Items stored from a collection:
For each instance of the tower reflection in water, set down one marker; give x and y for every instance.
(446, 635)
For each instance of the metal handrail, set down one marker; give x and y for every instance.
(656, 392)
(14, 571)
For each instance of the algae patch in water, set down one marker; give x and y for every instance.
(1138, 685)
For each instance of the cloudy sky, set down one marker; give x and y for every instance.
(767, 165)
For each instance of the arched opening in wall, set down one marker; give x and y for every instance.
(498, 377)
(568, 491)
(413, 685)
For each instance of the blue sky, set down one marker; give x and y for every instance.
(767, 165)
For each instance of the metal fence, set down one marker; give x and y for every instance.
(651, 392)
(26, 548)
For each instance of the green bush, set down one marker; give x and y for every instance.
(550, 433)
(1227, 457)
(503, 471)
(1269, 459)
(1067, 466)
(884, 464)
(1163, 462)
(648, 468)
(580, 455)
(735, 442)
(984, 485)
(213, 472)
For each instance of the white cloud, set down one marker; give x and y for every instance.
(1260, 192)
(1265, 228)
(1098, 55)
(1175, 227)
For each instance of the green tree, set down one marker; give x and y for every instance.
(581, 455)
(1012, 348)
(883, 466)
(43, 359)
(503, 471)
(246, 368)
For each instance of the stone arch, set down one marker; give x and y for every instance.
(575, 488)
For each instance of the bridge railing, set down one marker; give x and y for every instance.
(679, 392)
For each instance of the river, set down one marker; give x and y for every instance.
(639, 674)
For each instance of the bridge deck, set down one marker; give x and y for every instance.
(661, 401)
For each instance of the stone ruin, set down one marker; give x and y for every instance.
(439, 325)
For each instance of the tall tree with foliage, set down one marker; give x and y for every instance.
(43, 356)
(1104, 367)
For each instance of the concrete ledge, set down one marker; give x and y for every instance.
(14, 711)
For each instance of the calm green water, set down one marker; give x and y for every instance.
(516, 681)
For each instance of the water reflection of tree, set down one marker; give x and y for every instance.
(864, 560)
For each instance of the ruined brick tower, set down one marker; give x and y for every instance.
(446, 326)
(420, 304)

• [Required task]
Reproduce all of the data above verbatim, every line in its original order, with nothing added or left out.

• [Solution for this task]
For each instance of the tower reflection in water, set down one marker; give x and y for every instance.
(446, 635)
For each instance of the metal handrail, set down one marker; give x and y for every instance.
(656, 392)
(14, 571)
For each instance of the algae patch in water, set down one marker; give x and y for every instance.
(1138, 685)
For each instance of the cloudy sky, set down one marker; give x and y for every instance.
(767, 165)
For each instance of the arched opening in wall, set down one marker; give x and y for every instance.
(498, 377)
(568, 491)
(413, 685)
For each instance of the blue sky, set down one marker; give x and y for every instance.
(767, 165)
For each instance of the metal fence, set down one marker; give x and y for every instance.
(651, 392)
(26, 548)
For each instance of the green bush, set down one marker; give x and y for every instance.
(550, 433)
(1227, 457)
(503, 471)
(1269, 459)
(1067, 466)
(884, 464)
(1163, 462)
(648, 468)
(580, 455)
(735, 442)
(984, 485)
(213, 472)
For each instance of the white cloud, set down one marker; give x and y for every instance.
(1260, 192)
(1265, 228)
(1098, 55)
(1175, 227)
For each instance of the green tree, set down one marker; give x and y for every instance.
(581, 455)
(1012, 348)
(883, 466)
(43, 359)
(503, 471)
(246, 368)
For each instance of the stone arch, set down one marker; give x and y for every instance.
(575, 488)
For each instance of the bridge railing, set down one marker; give x and y for every instance.
(679, 392)
For each instance of the river, set down one marker; give x and y for every instance.
(639, 674)
For each instance of the bridge deck, set down one marker; give x and y for every instance.
(661, 401)
For each instance of the stone ruin, set down one marker; give x and y for every instance.
(439, 325)
For each instance of the tall tree with foliage, set down one marker; give x and y for every instance.
(43, 356)
(1104, 367)
For each instance of the concrete ledge, set down one marker; give x and y for every instance.
(14, 711)
For each instance of the calm green water, set down one marker; give x and y for every instance.
(516, 681)
For each instance of the water reflection of tree, set down one marker; give x and y for every instance.
(864, 560)
For each instance of the ruined brick tower, set down one marker; give x and y for every instance.
(446, 326)
(420, 304)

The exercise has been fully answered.